### DATASET CONTENT ###

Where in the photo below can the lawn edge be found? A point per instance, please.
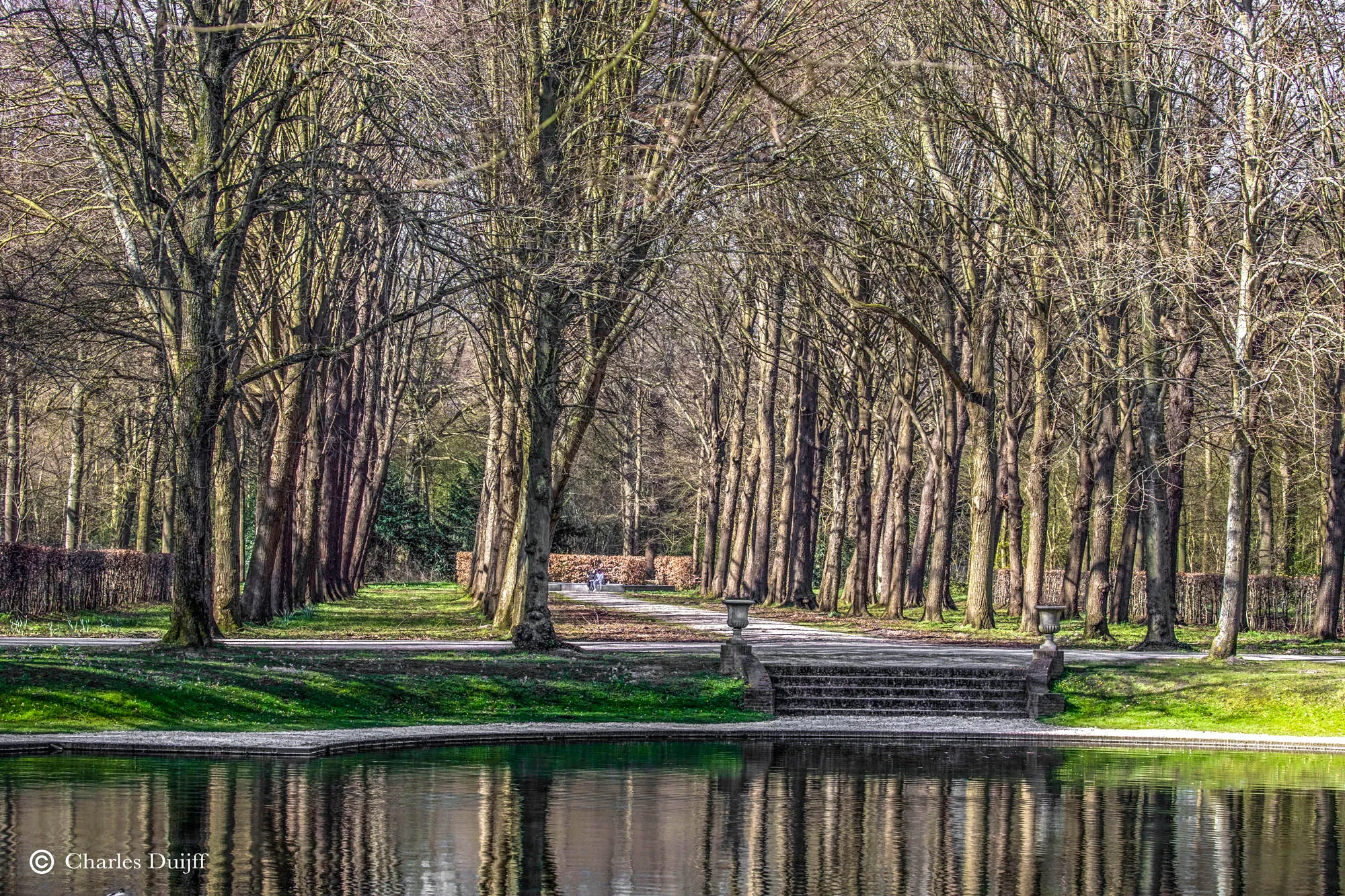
(311, 744)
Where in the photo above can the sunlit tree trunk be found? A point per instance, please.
(75, 487)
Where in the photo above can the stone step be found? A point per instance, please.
(907, 670)
(1022, 712)
(812, 692)
(952, 700)
(915, 681)
(837, 689)
(884, 681)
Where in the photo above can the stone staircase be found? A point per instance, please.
(806, 689)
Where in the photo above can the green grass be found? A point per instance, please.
(430, 611)
(244, 689)
(1268, 698)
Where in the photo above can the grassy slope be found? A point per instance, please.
(245, 689)
(419, 611)
(1269, 698)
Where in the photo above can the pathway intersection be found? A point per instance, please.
(771, 639)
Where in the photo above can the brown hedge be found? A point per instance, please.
(37, 580)
(676, 572)
(1274, 603)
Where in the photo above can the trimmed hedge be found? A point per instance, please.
(37, 580)
(675, 572)
(1274, 603)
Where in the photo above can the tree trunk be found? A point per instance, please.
(715, 487)
(896, 529)
(229, 510)
(1327, 612)
(1104, 499)
(11, 469)
(1155, 518)
(925, 526)
(758, 563)
(945, 507)
(488, 507)
(1079, 518)
(1289, 513)
(200, 372)
(806, 485)
(840, 467)
(169, 528)
(985, 464)
(779, 579)
(1130, 528)
(1012, 503)
(75, 489)
(731, 522)
(1265, 520)
(276, 493)
(1039, 452)
(536, 631)
(880, 530)
(1182, 408)
(146, 497)
(860, 575)
(1234, 599)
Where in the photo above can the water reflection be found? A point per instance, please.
(680, 818)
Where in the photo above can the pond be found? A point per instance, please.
(588, 819)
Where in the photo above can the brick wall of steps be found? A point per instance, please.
(900, 690)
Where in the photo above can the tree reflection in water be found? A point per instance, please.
(750, 818)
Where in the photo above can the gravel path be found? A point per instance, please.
(923, 729)
(771, 639)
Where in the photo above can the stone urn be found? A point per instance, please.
(734, 654)
(738, 618)
(1048, 622)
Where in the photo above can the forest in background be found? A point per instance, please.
(849, 302)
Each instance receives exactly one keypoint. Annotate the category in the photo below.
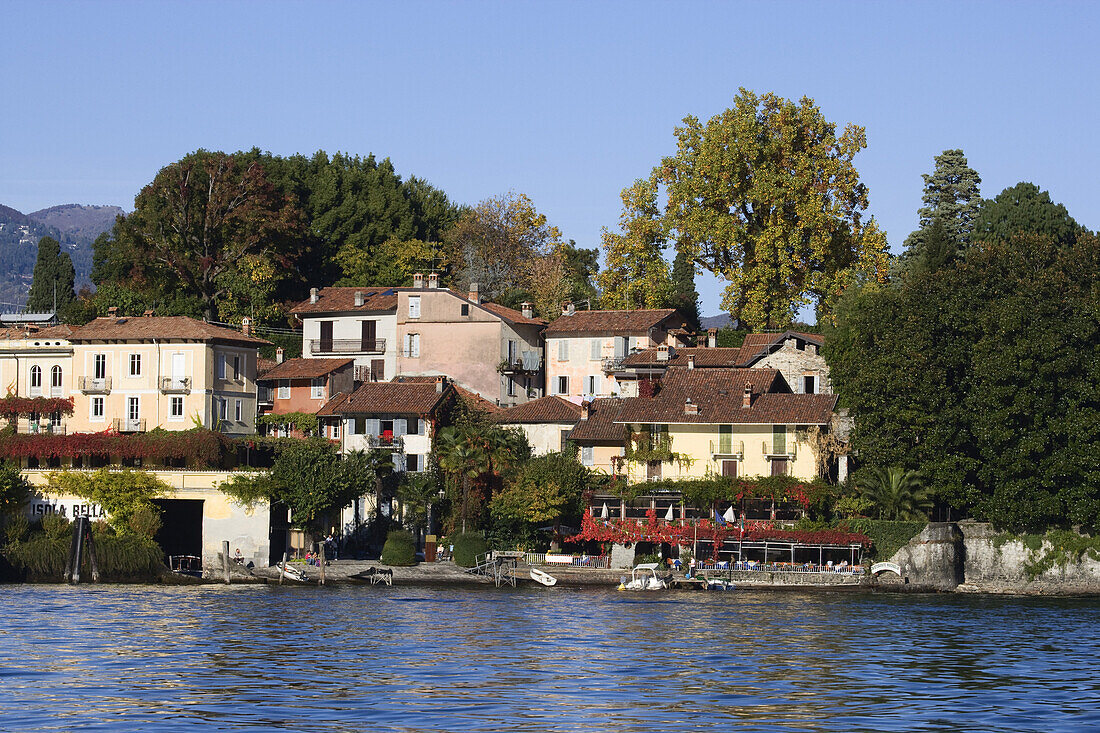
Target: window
(413, 346)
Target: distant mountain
(78, 220)
(76, 228)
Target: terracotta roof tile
(614, 321)
(342, 299)
(550, 408)
(304, 369)
(160, 327)
(601, 425)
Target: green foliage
(895, 493)
(468, 546)
(766, 197)
(122, 493)
(399, 548)
(887, 535)
(54, 279)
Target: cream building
(171, 372)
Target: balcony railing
(781, 449)
(89, 384)
(727, 448)
(175, 384)
(386, 441)
(127, 425)
(347, 346)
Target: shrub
(468, 547)
(399, 548)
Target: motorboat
(644, 577)
(543, 578)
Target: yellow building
(136, 374)
(699, 423)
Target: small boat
(543, 578)
(644, 577)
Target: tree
(766, 196)
(897, 493)
(950, 195)
(54, 277)
(635, 272)
(493, 244)
(1024, 208)
(211, 228)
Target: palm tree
(899, 494)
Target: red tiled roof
(388, 398)
(145, 328)
(614, 321)
(304, 369)
(601, 425)
(550, 408)
(718, 395)
(342, 299)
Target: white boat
(644, 577)
(543, 578)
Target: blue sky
(564, 101)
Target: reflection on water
(558, 659)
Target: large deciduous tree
(54, 276)
(765, 195)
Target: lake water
(403, 658)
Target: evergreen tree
(53, 276)
(952, 195)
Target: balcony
(347, 346)
(727, 449)
(176, 384)
(780, 449)
(89, 384)
(125, 425)
(386, 441)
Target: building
(585, 348)
(483, 347)
(171, 372)
(546, 422)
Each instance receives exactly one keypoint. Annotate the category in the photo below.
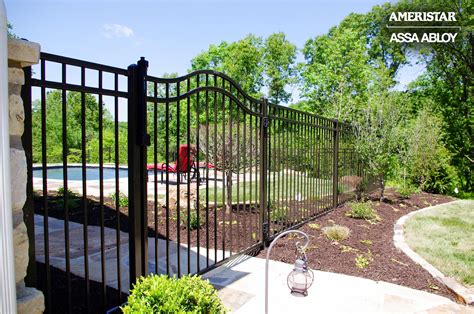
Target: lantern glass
(301, 278)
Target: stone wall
(21, 53)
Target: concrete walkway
(242, 288)
(241, 281)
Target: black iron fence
(131, 174)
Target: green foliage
(194, 221)
(73, 199)
(279, 215)
(361, 261)
(278, 59)
(336, 233)
(447, 83)
(429, 161)
(162, 294)
(377, 135)
(253, 63)
(62, 192)
(74, 130)
(122, 199)
(406, 191)
(362, 210)
(340, 65)
(366, 242)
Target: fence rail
(201, 173)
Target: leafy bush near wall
(163, 294)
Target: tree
(229, 150)
(73, 122)
(377, 135)
(341, 66)
(241, 60)
(253, 64)
(448, 83)
(279, 58)
(429, 160)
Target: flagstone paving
(240, 282)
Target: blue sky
(170, 33)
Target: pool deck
(240, 282)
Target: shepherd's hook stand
(268, 256)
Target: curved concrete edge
(463, 294)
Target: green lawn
(444, 237)
(285, 187)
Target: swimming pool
(74, 173)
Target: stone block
(18, 178)
(29, 301)
(17, 115)
(23, 52)
(16, 76)
(20, 248)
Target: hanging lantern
(301, 278)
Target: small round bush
(163, 294)
(336, 232)
(362, 210)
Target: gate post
(263, 170)
(335, 163)
(138, 140)
(28, 208)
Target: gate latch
(265, 122)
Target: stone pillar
(21, 54)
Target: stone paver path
(57, 251)
(242, 288)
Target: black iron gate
(131, 174)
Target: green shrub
(336, 232)
(72, 198)
(362, 210)
(279, 215)
(163, 294)
(406, 191)
(123, 199)
(194, 222)
(61, 192)
(361, 261)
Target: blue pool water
(75, 173)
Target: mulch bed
(388, 264)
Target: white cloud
(116, 31)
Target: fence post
(28, 208)
(335, 163)
(263, 170)
(138, 140)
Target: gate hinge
(265, 122)
(265, 230)
(146, 140)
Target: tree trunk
(382, 188)
(228, 184)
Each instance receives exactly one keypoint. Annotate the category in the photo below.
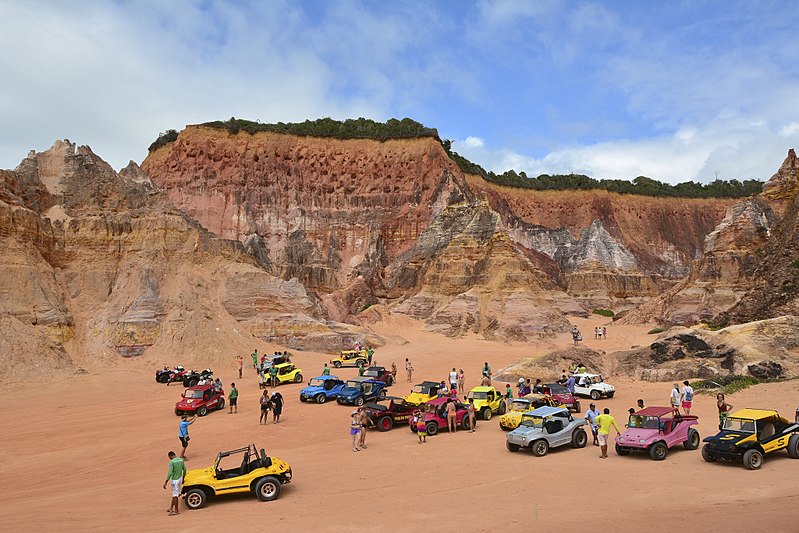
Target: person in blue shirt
(183, 433)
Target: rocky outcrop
(98, 263)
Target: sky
(676, 91)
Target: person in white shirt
(687, 397)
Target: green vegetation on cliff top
(364, 128)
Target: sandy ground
(91, 453)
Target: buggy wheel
(706, 455)
(267, 488)
(793, 446)
(579, 438)
(658, 451)
(195, 498)
(385, 423)
(753, 459)
(540, 448)
(692, 442)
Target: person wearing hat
(590, 419)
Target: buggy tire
(658, 451)
(385, 423)
(693, 440)
(540, 448)
(753, 459)
(195, 498)
(706, 455)
(579, 438)
(267, 488)
(793, 446)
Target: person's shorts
(177, 485)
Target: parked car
(511, 420)
(380, 373)
(350, 358)
(422, 392)
(288, 373)
(322, 388)
(749, 434)
(361, 390)
(655, 430)
(593, 386)
(200, 399)
(487, 401)
(562, 395)
(250, 471)
(436, 416)
(545, 428)
(386, 416)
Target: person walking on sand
(183, 433)
(277, 407)
(233, 399)
(674, 399)
(175, 475)
(603, 422)
(472, 414)
(266, 404)
(451, 417)
(724, 409)
(355, 429)
(687, 397)
(590, 419)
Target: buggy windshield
(740, 424)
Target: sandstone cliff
(98, 264)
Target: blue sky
(670, 90)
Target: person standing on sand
(266, 403)
(452, 427)
(603, 422)
(183, 433)
(176, 474)
(355, 429)
(472, 416)
(687, 397)
(590, 419)
(233, 399)
(674, 399)
(277, 407)
(724, 409)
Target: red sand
(90, 452)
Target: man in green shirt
(175, 475)
(233, 399)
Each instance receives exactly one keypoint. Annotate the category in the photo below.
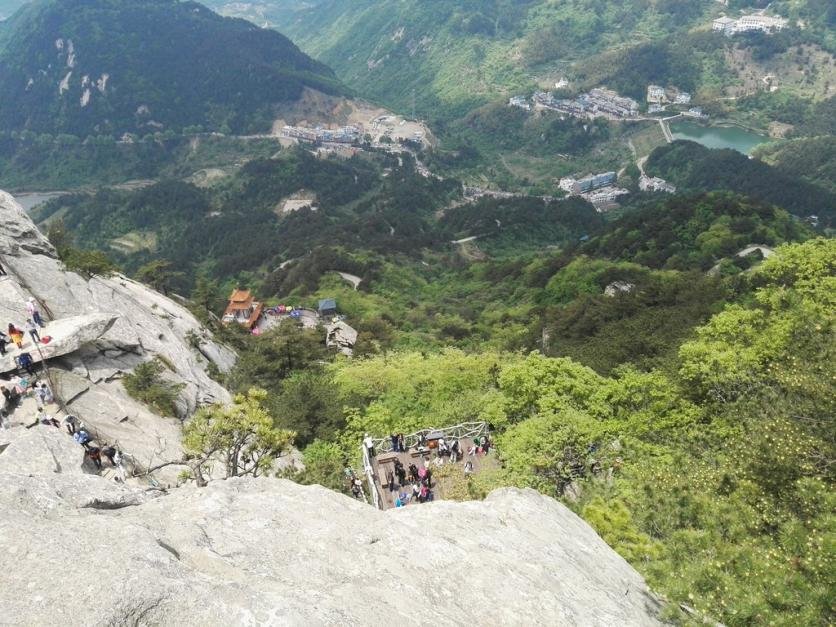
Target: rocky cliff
(82, 550)
(127, 322)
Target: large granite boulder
(267, 551)
(127, 322)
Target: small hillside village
(254, 316)
(607, 104)
(598, 102)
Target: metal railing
(369, 470)
(455, 432)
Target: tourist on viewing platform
(16, 335)
(369, 444)
(95, 455)
(455, 451)
(24, 360)
(82, 437)
(47, 419)
(43, 395)
(70, 422)
(34, 312)
(33, 331)
(12, 396)
(110, 453)
(401, 472)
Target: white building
(656, 94)
(520, 101)
(765, 23)
(683, 97)
(746, 23)
(724, 25)
(655, 184)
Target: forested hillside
(456, 56)
(695, 168)
(110, 67)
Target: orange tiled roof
(240, 296)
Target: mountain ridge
(88, 68)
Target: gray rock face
(265, 551)
(143, 324)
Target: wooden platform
(386, 461)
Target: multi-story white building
(765, 23)
(724, 25)
(656, 94)
(746, 23)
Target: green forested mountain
(448, 57)
(106, 67)
(454, 55)
(693, 167)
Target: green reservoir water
(717, 136)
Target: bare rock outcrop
(137, 324)
(268, 551)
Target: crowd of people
(414, 483)
(19, 386)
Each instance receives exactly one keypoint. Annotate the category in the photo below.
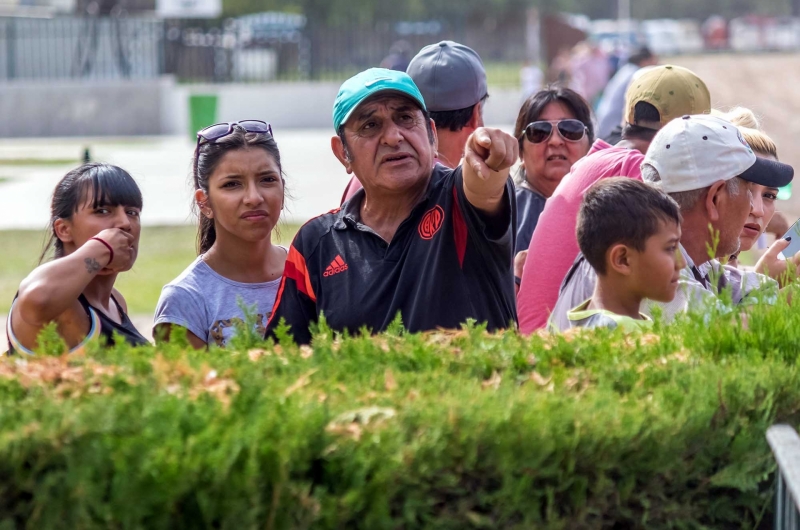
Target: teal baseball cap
(355, 90)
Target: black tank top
(108, 327)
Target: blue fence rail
(254, 48)
(785, 444)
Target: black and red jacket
(447, 263)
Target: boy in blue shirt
(629, 232)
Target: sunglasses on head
(570, 130)
(212, 133)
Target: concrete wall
(78, 108)
(127, 108)
(300, 105)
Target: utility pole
(624, 20)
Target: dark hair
(103, 184)
(455, 120)
(642, 112)
(206, 161)
(535, 105)
(621, 210)
(340, 133)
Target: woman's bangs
(110, 186)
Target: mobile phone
(794, 245)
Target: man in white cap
(703, 163)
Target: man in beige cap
(652, 100)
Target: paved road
(162, 167)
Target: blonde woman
(763, 216)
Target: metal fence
(785, 444)
(247, 49)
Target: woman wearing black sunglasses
(554, 129)
(94, 236)
(239, 192)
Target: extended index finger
(497, 154)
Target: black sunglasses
(570, 130)
(212, 133)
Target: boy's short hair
(621, 210)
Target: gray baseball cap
(449, 75)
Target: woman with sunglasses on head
(239, 192)
(95, 236)
(554, 129)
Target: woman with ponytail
(94, 236)
(239, 193)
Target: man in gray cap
(452, 81)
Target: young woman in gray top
(239, 192)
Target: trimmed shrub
(458, 429)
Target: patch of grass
(39, 161)
(163, 254)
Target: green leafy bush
(454, 430)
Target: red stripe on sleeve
(459, 229)
(296, 270)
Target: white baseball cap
(694, 152)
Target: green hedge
(442, 430)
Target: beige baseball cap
(673, 90)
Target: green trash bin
(202, 112)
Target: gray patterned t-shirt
(207, 304)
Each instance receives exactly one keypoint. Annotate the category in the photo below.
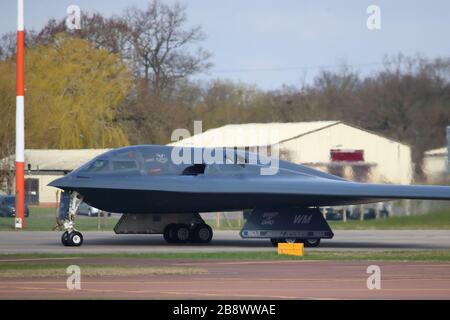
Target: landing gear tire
(311, 243)
(169, 234)
(75, 239)
(181, 233)
(201, 234)
(65, 239)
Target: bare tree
(161, 45)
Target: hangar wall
(392, 159)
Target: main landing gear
(175, 228)
(183, 233)
(68, 209)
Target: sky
(272, 43)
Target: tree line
(127, 79)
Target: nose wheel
(72, 239)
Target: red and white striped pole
(20, 120)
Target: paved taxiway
(246, 280)
(224, 241)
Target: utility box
(291, 249)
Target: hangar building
(435, 164)
(333, 146)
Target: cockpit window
(124, 165)
(98, 165)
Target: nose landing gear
(68, 210)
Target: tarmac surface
(234, 280)
(242, 280)
(224, 241)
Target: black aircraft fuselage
(151, 179)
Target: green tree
(73, 91)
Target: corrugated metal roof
(437, 152)
(59, 160)
(253, 134)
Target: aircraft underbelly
(142, 201)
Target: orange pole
(20, 123)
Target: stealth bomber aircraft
(162, 190)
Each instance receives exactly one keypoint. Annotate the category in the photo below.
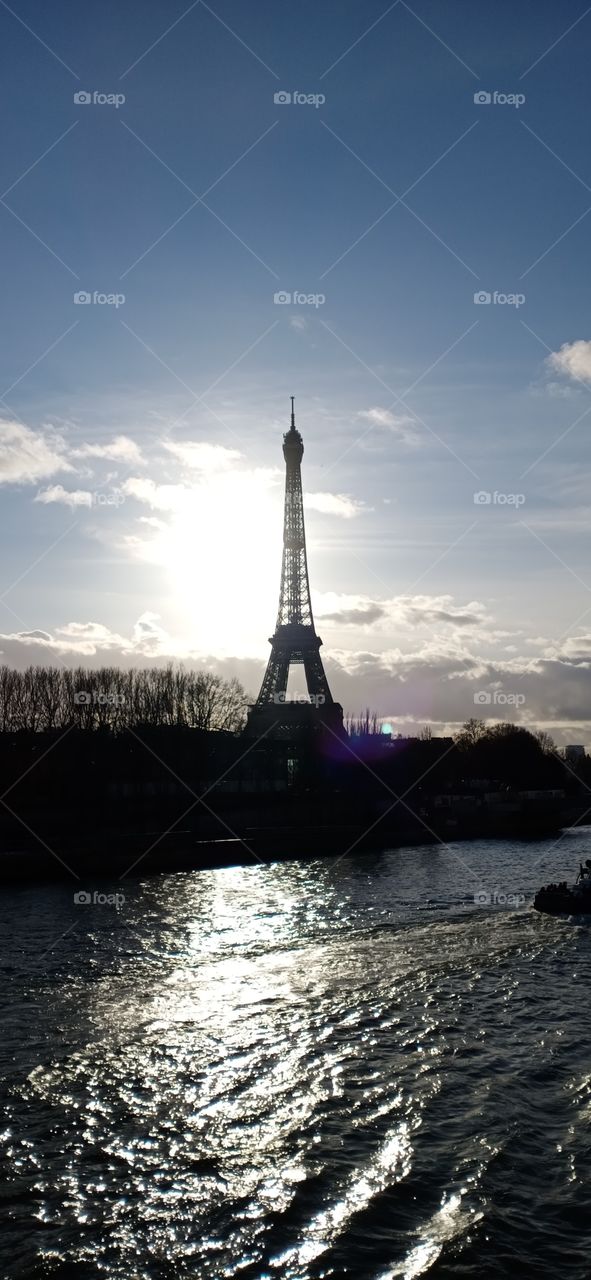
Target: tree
(471, 732)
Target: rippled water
(308, 1069)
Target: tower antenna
(294, 640)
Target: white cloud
(573, 360)
(160, 497)
(403, 612)
(398, 424)
(27, 456)
(200, 456)
(333, 504)
(119, 449)
(68, 497)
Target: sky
(380, 209)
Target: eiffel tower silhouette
(294, 639)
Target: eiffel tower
(294, 639)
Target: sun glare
(219, 545)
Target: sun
(219, 540)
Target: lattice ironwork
(294, 639)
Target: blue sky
(140, 447)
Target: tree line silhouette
(42, 699)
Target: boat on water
(566, 899)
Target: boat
(567, 899)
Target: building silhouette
(294, 640)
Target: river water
(324, 1069)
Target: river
(312, 1069)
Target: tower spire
(294, 639)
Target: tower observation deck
(294, 639)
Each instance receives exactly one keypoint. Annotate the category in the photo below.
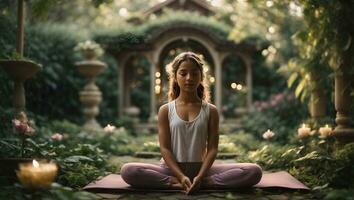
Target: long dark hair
(171, 68)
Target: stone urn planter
(19, 71)
(132, 112)
(91, 96)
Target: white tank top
(188, 139)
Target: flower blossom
(109, 128)
(22, 126)
(57, 137)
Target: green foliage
(274, 115)
(52, 46)
(55, 192)
(116, 40)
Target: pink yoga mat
(115, 183)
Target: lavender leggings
(233, 175)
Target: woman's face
(188, 76)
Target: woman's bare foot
(175, 184)
(208, 182)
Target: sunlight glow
(271, 29)
(269, 3)
(295, 10)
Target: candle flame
(35, 164)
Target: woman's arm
(165, 144)
(212, 147)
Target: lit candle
(268, 134)
(37, 175)
(325, 131)
(303, 131)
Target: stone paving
(254, 194)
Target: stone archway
(239, 86)
(167, 55)
(213, 48)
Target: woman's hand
(196, 185)
(186, 183)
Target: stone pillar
(318, 100)
(91, 96)
(344, 131)
(318, 104)
(19, 71)
(218, 88)
(153, 60)
(249, 80)
(122, 60)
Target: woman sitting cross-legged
(188, 135)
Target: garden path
(256, 194)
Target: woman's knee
(130, 172)
(255, 172)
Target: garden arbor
(165, 37)
(185, 37)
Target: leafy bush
(274, 114)
(116, 40)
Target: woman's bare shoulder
(163, 108)
(212, 107)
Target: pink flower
(57, 137)
(109, 128)
(22, 127)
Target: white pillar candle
(37, 175)
(325, 131)
(268, 134)
(303, 131)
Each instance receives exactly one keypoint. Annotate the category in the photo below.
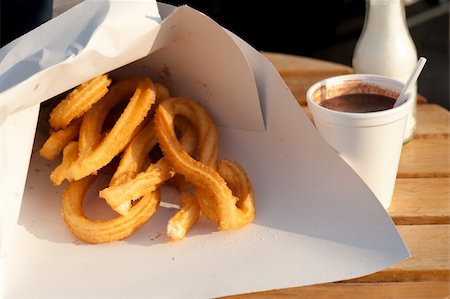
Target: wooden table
(420, 207)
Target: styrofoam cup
(370, 142)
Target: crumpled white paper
(316, 220)
(101, 36)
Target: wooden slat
(430, 256)
(433, 121)
(410, 290)
(421, 201)
(300, 73)
(425, 158)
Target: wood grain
(429, 261)
(433, 121)
(300, 73)
(421, 201)
(410, 290)
(425, 158)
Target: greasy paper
(308, 228)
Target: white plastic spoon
(411, 81)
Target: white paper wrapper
(316, 221)
(94, 37)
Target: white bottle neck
(386, 13)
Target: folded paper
(316, 221)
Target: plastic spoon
(411, 81)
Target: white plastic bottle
(385, 47)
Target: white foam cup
(370, 142)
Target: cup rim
(366, 78)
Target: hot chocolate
(358, 103)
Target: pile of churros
(90, 134)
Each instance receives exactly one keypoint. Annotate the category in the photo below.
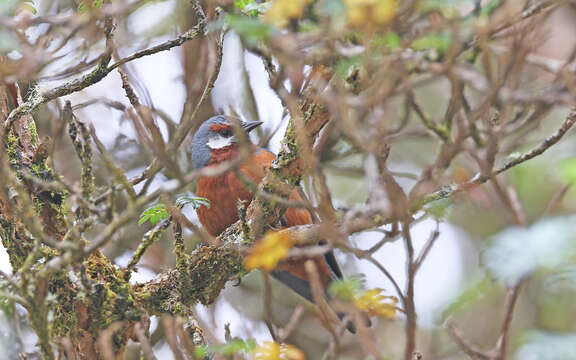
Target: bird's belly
(223, 197)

###

**REQUIRED WORK**
Write out, word for word, the line containing "Target: wooden slat" and each line after it to the end of the data, and nothing more. Drop the pictures.

**RESPONSE**
Target: wooden slat
(430, 256)
(433, 121)
(410, 290)
(421, 201)
(300, 73)
(425, 158)
Target: wood grain
(429, 261)
(433, 121)
(300, 73)
(421, 201)
(410, 290)
(425, 158)
Target: greasy paper
(308, 228)
Target: white plastic spoon
(411, 81)
Target: white paper wrapper
(316, 221)
(94, 37)
Target: white bottle neck
(386, 13)
Target: folded paper
(316, 221)
Target: plastic spoon
(411, 81)
Target: white plastic bottle
(385, 47)
Target: white foam cup
(370, 142)
Target: cup rim
(366, 78)
Target: hot chocolate
(358, 103)
Target: pile of churros
(90, 134)
Each instance receives exactly one keypoint. Annotate the category in the photo below.
Target: bird's belly
(223, 197)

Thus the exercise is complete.